Extract the data exactly, missing nothing.

EXTRACTED MATERIAL section start

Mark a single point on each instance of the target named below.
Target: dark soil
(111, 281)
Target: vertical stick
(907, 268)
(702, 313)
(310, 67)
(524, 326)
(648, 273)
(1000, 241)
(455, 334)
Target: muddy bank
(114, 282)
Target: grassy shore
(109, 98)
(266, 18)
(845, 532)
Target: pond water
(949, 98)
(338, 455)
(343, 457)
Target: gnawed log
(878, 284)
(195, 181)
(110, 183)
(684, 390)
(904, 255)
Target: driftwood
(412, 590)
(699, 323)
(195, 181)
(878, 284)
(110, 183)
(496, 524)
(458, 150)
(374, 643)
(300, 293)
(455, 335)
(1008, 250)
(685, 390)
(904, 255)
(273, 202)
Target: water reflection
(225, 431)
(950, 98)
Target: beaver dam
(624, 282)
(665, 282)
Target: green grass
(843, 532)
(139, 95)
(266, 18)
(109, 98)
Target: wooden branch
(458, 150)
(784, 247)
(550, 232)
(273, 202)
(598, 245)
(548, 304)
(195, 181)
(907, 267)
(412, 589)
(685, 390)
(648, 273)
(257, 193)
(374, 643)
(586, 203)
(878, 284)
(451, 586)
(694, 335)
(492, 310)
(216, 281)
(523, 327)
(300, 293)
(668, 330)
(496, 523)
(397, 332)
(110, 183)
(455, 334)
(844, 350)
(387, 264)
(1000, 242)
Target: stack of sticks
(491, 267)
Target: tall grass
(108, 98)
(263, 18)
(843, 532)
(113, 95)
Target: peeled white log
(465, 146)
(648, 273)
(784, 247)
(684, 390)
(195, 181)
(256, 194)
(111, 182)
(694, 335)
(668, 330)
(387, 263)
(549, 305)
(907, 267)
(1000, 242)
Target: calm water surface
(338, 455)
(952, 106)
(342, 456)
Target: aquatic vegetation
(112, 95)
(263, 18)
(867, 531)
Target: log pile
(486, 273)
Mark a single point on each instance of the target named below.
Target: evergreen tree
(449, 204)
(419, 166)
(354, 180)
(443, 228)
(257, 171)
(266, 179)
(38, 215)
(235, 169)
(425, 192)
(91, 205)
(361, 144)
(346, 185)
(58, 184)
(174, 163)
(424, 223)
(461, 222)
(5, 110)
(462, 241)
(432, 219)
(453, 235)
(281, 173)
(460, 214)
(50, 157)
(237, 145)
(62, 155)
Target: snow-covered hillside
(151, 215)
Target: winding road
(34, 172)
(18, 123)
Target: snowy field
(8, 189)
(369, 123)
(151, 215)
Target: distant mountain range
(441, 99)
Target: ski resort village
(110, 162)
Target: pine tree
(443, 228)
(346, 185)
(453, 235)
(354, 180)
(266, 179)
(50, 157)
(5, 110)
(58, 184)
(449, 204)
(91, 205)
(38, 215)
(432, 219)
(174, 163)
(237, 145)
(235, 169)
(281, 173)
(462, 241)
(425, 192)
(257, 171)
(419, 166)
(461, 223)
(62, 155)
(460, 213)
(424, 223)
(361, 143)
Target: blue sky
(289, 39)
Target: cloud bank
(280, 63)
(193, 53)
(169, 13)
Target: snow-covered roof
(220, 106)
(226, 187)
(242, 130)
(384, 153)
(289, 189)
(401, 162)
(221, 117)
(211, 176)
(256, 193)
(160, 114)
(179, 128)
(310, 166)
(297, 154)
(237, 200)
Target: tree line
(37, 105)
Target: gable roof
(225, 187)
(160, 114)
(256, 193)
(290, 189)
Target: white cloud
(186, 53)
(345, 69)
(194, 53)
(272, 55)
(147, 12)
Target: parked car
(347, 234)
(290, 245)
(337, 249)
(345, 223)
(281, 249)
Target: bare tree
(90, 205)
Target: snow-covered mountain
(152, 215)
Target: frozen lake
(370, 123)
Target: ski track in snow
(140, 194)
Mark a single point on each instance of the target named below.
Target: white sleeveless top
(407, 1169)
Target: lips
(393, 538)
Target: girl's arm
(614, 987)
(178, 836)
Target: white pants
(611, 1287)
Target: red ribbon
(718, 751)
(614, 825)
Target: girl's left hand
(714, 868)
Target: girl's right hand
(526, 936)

EXTRACTED MATERIAL section end

RESPONSE:
Mark a single point on each instance of the target named below.
Target: dark soil
(111, 281)
Target: vertical stick
(907, 268)
(702, 313)
(310, 67)
(524, 326)
(648, 273)
(1000, 241)
(455, 334)
Target: muddy bank
(114, 282)
Target: grassy shore
(109, 98)
(266, 18)
(845, 532)
Target: pond water
(949, 98)
(338, 455)
(343, 457)
Target: gnawed log
(878, 284)
(195, 181)
(110, 183)
(684, 390)
(904, 255)
Target: driftwood
(412, 590)
(699, 323)
(195, 181)
(878, 284)
(110, 183)
(496, 524)
(458, 150)
(374, 643)
(300, 293)
(455, 335)
(1008, 250)
(685, 390)
(904, 255)
(273, 202)
Target: water reflection
(225, 431)
(950, 98)
Target: beaver dam
(624, 282)
(665, 282)
Target: green grass
(843, 532)
(139, 95)
(266, 18)
(109, 98)
Target: wooden branch
(458, 150)
(784, 247)
(550, 232)
(273, 202)
(598, 245)
(548, 304)
(195, 181)
(907, 267)
(412, 589)
(685, 390)
(648, 273)
(257, 193)
(374, 643)
(586, 203)
(878, 284)
(451, 586)
(694, 335)
(492, 310)
(216, 281)
(523, 327)
(300, 293)
(668, 330)
(496, 523)
(397, 332)
(110, 183)
(455, 334)
(844, 350)
(387, 264)
(1000, 242)
Target: stack of sticks
(491, 267)
Target: tall grass
(108, 98)
(263, 18)
(843, 532)
(113, 95)
Target: peeled white log
(465, 146)
(648, 273)
(784, 247)
(684, 390)
(195, 181)
(256, 194)
(111, 182)
(694, 335)
(668, 330)
(387, 263)
(549, 305)
(907, 267)
(1000, 242)
Target: calm water surface
(338, 455)
(952, 106)
(342, 456)
Target: aquatic vegetation
(112, 95)
(263, 18)
(867, 531)
Target: log pile
(486, 273)
Mark a single point on each instance of the target named below.
Target: evergreen tree
(449, 204)
(419, 166)
(354, 180)
(443, 228)
(257, 171)
(266, 179)
(38, 215)
(235, 169)
(425, 192)
(91, 205)
(361, 144)
(346, 185)
(58, 184)
(174, 163)
(424, 223)
(461, 222)
(5, 110)
(462, 241)
(432, 219)
(453, 235)
(281, 173)
(460, 214)
(50, 157)
(237, 145)
(62, 155)
Target: snow-covered hillside
(151, 215)
Target: winding road
(34, 172)
(18, 123)
Target: snowy field
(8, 189)
(369, 123)
(151, 215)
Target: distant mountain range
(441, 99)
Target: ski resort village
(110, 162)
Target: pine tree
(443, 228)
(346, 185)
(453, 235)
(354, 180)
(266, 179)
(50, 157)
(5, 110)
(58, 184)
(449, 204)
(91, 205)
(38, 215)
(432, 219)
(174, 163)
(237, 145)
(235, 169)
(281, 173)
(462, 241)
(425, 192)
(257, 171)
(419, 166)
(461, 223)
(62, 155)
(460, 213)
(424, 223)
(361, 143)
Target: blue sky
(289, 39)
Target: cloud bank
(280, 63)
(193, 53)
(169, 13)
Target: snow-covered roof
(220, 106)
(226, 187)
(242, 130)
(384, 153)
(289, 189)
(401, 162)
(221, 117)
(211, 176)
(256, 193)
(160, 114)
(179, 128)
(310, 166)
(297, 154)
(237, 200)
Target: tree line
(37, 105)
Target: gable roof
(225, 187)
(160, 114)
(256, 193)
(290, 189)
Target: white cloud
(186, 53)
(345, 69)
(194, 53)
(272, 55)
(147, 12)
Target: parked car
(347, 234)
(290, 245)
(337, 249)
(345, 223)
(281, 249)
Target: bare tree
(90, 205)
Target: snow-covered mountain
(152, 215)
Target: frozen lake
(370, 123)
Target: ski track in snow
(140, 194)
Mark a single point on each instance of the target named below.
Target: white sleeveless top
(407, 1169)
Target: lips
(393, 538)
Target: girl's arm
(614, 987)
(178, 836)
Target: white pants
(611, 1287)
Target: red ribbon
(718, 751)
(614, 825)
Target: girl's left hand
(714, 868)
Target: girl's right hand
(526, 936)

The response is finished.